YOUR TASK: Nothing but a verbatim copy of the data, minus the images, should be returned.

#### THE INPUT

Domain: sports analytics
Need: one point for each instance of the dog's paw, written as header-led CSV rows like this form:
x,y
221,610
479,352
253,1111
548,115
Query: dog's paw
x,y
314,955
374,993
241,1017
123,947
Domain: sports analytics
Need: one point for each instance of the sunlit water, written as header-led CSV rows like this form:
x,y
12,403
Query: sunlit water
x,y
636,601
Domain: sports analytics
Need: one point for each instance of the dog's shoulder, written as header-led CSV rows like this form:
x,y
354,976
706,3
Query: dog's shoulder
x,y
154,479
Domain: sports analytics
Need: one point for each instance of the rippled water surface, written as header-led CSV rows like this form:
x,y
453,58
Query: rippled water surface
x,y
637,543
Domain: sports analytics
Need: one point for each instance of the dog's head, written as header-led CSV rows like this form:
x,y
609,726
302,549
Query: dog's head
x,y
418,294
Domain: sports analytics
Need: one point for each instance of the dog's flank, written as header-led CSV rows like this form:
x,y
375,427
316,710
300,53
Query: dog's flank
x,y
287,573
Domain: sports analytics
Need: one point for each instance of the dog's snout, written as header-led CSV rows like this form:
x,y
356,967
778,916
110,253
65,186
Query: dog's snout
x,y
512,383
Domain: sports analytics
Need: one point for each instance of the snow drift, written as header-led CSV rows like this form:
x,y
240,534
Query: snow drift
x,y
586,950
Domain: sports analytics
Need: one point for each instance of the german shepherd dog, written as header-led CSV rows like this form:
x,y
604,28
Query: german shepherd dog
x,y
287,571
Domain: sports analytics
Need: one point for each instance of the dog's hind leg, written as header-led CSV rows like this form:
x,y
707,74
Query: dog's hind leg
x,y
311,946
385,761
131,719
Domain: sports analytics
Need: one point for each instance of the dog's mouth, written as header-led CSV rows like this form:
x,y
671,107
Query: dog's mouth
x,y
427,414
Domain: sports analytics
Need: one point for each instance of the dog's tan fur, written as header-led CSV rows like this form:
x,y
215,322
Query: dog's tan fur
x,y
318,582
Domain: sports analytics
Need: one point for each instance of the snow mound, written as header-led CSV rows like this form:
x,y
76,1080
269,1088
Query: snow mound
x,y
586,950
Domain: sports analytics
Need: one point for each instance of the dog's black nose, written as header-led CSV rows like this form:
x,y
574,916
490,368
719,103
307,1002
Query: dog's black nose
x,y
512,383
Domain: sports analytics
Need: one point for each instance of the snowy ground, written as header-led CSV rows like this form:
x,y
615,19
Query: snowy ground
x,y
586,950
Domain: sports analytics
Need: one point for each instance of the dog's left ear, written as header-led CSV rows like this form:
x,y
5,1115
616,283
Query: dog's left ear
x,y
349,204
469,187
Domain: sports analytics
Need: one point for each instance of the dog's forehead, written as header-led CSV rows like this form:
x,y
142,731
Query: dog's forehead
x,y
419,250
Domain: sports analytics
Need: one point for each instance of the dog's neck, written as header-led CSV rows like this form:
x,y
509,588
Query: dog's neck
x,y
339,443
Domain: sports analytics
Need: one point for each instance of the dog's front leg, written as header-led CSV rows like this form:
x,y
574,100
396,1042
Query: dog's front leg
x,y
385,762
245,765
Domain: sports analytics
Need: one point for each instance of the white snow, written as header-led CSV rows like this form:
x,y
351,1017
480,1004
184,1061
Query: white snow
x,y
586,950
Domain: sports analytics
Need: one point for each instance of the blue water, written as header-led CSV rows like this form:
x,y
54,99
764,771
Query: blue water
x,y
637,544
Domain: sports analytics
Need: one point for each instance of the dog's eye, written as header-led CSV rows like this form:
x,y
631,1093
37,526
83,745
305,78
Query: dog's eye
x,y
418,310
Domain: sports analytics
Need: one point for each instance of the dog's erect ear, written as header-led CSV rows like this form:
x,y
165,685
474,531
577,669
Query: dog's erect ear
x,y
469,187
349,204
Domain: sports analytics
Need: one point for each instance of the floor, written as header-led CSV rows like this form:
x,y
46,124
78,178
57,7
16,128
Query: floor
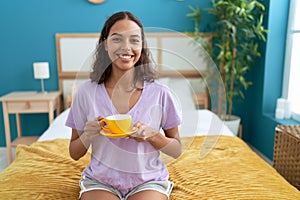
x,y
3,158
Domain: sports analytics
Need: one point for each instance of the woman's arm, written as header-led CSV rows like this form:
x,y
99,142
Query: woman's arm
x,y
169,144
81,140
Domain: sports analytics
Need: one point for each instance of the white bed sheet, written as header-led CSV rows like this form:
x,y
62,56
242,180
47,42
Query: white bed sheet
x,y
196,122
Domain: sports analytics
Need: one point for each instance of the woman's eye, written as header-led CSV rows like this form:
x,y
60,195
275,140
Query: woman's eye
x,y
116,39
135,40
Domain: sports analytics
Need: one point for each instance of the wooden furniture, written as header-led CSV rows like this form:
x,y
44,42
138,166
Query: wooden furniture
x,y
27,102
286,157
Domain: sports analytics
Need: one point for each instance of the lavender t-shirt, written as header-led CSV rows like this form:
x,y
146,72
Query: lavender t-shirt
x,y
124,163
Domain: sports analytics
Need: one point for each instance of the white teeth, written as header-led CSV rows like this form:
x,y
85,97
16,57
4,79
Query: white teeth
x,y
125,56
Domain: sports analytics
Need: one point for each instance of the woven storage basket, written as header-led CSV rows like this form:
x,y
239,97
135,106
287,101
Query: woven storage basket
x,y
287,153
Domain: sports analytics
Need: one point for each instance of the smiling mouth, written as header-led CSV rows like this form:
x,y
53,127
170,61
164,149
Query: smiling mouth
x,y
125,57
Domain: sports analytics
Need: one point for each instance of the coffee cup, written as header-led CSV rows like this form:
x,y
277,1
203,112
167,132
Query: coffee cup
x,y
118,124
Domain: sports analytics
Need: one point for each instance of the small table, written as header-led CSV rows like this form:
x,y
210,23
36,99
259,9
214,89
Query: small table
x,y
27,102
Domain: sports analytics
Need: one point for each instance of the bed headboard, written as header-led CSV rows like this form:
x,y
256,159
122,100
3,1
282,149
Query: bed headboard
x,y
174,53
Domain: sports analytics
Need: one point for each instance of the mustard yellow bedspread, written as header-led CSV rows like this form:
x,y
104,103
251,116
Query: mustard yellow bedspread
x,y
211,168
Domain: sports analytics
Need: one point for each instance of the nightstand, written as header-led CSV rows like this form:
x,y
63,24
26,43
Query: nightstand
x,y
27,102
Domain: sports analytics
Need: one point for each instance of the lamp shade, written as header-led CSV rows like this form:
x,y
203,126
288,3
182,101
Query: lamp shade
x,y
41,70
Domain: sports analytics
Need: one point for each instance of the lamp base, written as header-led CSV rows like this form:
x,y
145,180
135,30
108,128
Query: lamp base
x,y
42,86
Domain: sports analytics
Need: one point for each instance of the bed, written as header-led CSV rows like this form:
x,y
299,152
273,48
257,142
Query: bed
x,y
215,164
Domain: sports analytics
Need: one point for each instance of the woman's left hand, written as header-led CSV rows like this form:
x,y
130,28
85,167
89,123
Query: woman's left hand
x,y
144,132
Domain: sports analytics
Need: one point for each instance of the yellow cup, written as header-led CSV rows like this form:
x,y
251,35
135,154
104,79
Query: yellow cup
x,y
118,124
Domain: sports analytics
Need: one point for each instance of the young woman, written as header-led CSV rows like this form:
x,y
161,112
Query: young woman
x,y
123,81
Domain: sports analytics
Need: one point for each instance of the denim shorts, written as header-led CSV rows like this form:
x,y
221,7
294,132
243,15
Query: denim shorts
x,y
88,184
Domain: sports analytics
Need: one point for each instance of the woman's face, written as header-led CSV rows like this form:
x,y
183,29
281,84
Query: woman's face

########

RESPONSE TO THE TASK:
Domain: sports analytics
Need: one point for each instance of the dog's paw, written as header-led CSV rows like this form:
x,y
221,610
479,352
253,1111
548,115
Query: dog's paw
x,y
314,955
374,993
241,1017
123,947
Domain: sports analytics
Need: one point for each instance of the sunlit water, written as header-led CSV rows like this form:
x,y
12,403
Query: sunlit water
x,y
636,601
Domain: sports analytics
Need: one point for each instance of the dog's shoulder, written as header-led CSV rows like this form:
x,y
354,976
706,3
Query: dog's shoulder
x,y
154,479
Domain: sports analytics
Need: one point for each instance of the rippled water surface, written as header-led CSV rows like this form:
x,y
453,58
Query: rippled water surface
x,y
637,543
Domain: sports analytics
Need: one point for each instance of the dog's head, written as header-led CSV rows like this form:
x,y
609,726
302,549
Query: dog's head
x,y
418,294
Domain: sports analytics
Need: one point for each instance of the dog's flank, written as header-led CSV rows like this form:
x,y
375,427
316,710
300,53
Query: dog's flank
x,y
287,573
Domain: sports analytics
Need: one point for each instance of the dog's snout, written as header-led CSV rows like this form:
x,y
356,967
778,916
110,253
65,186
Query: dog's snout
x,y
512,383
Domain: sports analytics
Need: one point for each instance of the snow drift, written as header-led CSV rows like this form:
x,y
240,534
Query: snow drift
x,y
586,950
Domain: sports analytics
Need: one point for each instance of the german shepherd dog, written as header-led CSV rows like this form:
x,y
604,28
Query: german shepherd dog
x,y
287,571
Domain: sports analytics
Need: one point for each instance of the dog's hind leg, written as header-led CSV rows like this form:
x,y
707,74
Query: dog's hind leg
x,y
311,946
385,761
131,719
Domain: sports analytics
Need: one point for each instance of the dog's mouth, written as header-led CSV rows like this form:
x,y
671,107
Query: dog's mouth
x,y
427,414
Domain: sports analytics
Need: one point for each instance of the dog's tan fur, written as header-led CSV rows like this form:
x,y
215,322
Query: dog's tan fur
x,y
318,582
Domain: sports analytics
Need: one point for each instance of the snow mound, written as header-led CSV rows like this form:
x,y
76,1080
269,1088
Query: snow mound
x,y
586,950
Domain: sports analytics
Need: one point for each instance of the dog's black nose, written as header-led CSV rows like this form:
x,y
574,916
490,368
719,103
307,1002
Query: dog's black nose
x,y
512,383
Domain: sports analytics
Need: one point for each instance of the snowy ground, written as header-led CSV rows like this form:
x,y
615,19
Query: snowy ground
x,y
586,950
Domain: sports analytics
Need: one point for each instance of the dog's left ear, written as header-led CSV rows like this form:
x,y
5,1115
616,283
Query: dog's left ear
x,y
349,204
469,187
Domain: sports analytics
Need: one point for each instance of the dog's forehead, written as header-led CSV rows like this form:
x,y
142,731
Query: dog's forehead
x,y
419,250
Domain: sports analytics
Need: one point for each instance of the dog's neck, written as header-led CSV rows like this form:
x,y
509,588
Query: dog's neck
x,y
339,443
Domain: sports analytics
Need: one point for each instance of the dog's front leg, written as header-led CSV rows like this form:
x,y
574,100
396,1042
Query: dog's front leg
x,y
385,762
245,765
Domain: sports analytics
Need: one point for each instance of the white snow, written as header-led CSV rows like this form:
x,y
351,1017
480,1004
184,1061
Query: white snow
x,y
586,950
Domain: sports analytics
Need: one point for each instance of the blue water, written as header-led CSV rows like this form:
x,y
54,99
764,771
Query: blue water
x,y
637,544
Domain: sports analytics
Need: one point for each instance of the dog's eye, written as header-led CSV rows like this form:
x,y
631,1093
37,526
83,745
305,78
Query: dog's eye
x,y
418,310
Domain: sports analytics
Need: one point for each instance of the dog's erect ear, written as header-led CSV rows like this form:
x,y
165,685
474,531
577,669
Query: dog's erect ear
x,y
469,187
349,204
Domain: sports analytics
Need: one point for each instance of the floor, written as header-led CSV rows like this form:
x,y
46,124
78,178
57,7
16,128
Query: floor
x,y
3,158
Domain: sports analytics
Need: one point for each instance of the woman's arm, written as header-led CSV rows like this form:
x,y
99,142
Query: woman's arm
x,y
169,144
81,140
Domain: sports analytics
Need: one point for each instance of the white bed sheet, written as header-led CSV rows like this form:
x,y
62,56
242,180
47,42
Query: white bed sheet
x,y
196,122
Domain: sports analytics
Need: one point for each instance of the woman's eye, written as header-led CSV rows like this form:
x,y
60,195
275,140
Query: woman's eye
x,y
116,39
135,40
Domain: sports analytics
Need: one point for each instance of the wooden furniture, written as header-led CSV rows like this form:
x,y
44,42
138,166
Query: wooden furniture
x,y
27,102
286,157
Domain: sports analytics
Need: one point for each instance of the lavender t-shirt, written as header-led CSV rows like this form:
x,y
146,72
Query: lavender t-shirt
x,y
124,163
Domain: sports analytics
Need: one point for each instance of the white teeth, written as header-led CSV rows like this form:
x,y
85,97
16,57
4,79
Query: white teeth
x,y
125,56
Domain: sports analytics
Need: one point for each instance of the woven storage basket, written as header-led CSV rows like this form:
x,y
239,97
135,106
287,101
Query: woven storage basket
x,y
287,153
Domain: sports analytics
Need: one point for each instance of the smiling mouth, written as header-led CSV rows like this form:
x,y
53,127
170,61
164,149
Query: smiling mouth
x,y
125,57
Domain: sports analytics
Need: one point for each instance of the coffee cup, written as header-led CSV rows like this form:
x,y
277,1
203,112
167,132
Query: coffee cup
x,y
118,124
Domain: sports analytics
Need: one point for each instance of the small table, written as header-led CSV rows like this form:
x,y
210,23
36,99
259,9
214,89
Query: small table
x,y
27,102
Domain: sports analytics
Need: one point for each instance of the bed headboard, written as header-led CSV rows like this form:
x,y
256,159
122,100
3,1
282,149
Query: bed headboard
x,y
174,53
Domain: sports analytics
Need: one point for each instance of the mustard yellow bedspread, written as header-led CSV rows like this form:
x,y
104,103
251,116
Query: mustard yellow bedspread
x,y
211,168
Domain: sports analytics
Need: one point for each instance of the nightstand, written as header-led CSV rows like this form:
x,y
63,24
26,43
Query: nightstand
x,y
27,102
Domain: sports analytics
Need: one point for each instance of the lamp shade, written as header-led CSV rows like this form:
x,y
203,126
288,3
182,101
Query: lamp shade
x,y
41,70
Domain: sports analytics
Need: one point for each instance of the lamp base, written as header-led CSV rows like this form:
x,y
145,180
135,30
108,128
Query: lamp base
x,y
42,86
Domain: sports analytics
Need: one point for each instance of the bed, written as header-led CSV rows like this form:
x,y
299,152
273,48
257,142
Query: bed
x,y
215,164
Domain: sports analytics
Need: one point for each instance of the woman's left hand, written as header-led CSV rows like this form:
x,y
130,28
85,167
89,123
Query: woman's left hand
x,y
144,132
Domain: sports analytics
Need: one point for each instance of the yellow cup, written as header-led CSV rows like this form:
x,y
251,35
135,154
104,79
Query: yellow cup
x,y
118,124
Domain: sports analytics
Need: one point for each instance of the young woman, written as header-led CSV rows like this form:
x,y
161,112
Query: young woman
x,y
123,81
Domain: sports analytics
Need: one point for each instance of the denim shorts, written as header-led CSV rows like this form:
x,y
221,7
294,132
243,15
Query: denim shorts
x,y
88,184
Domain: sports analytics
Need: one point for each instance of the woman's face, written as header-led CSV rows like this form:
x,y
183,29
281,84
Query: woman's face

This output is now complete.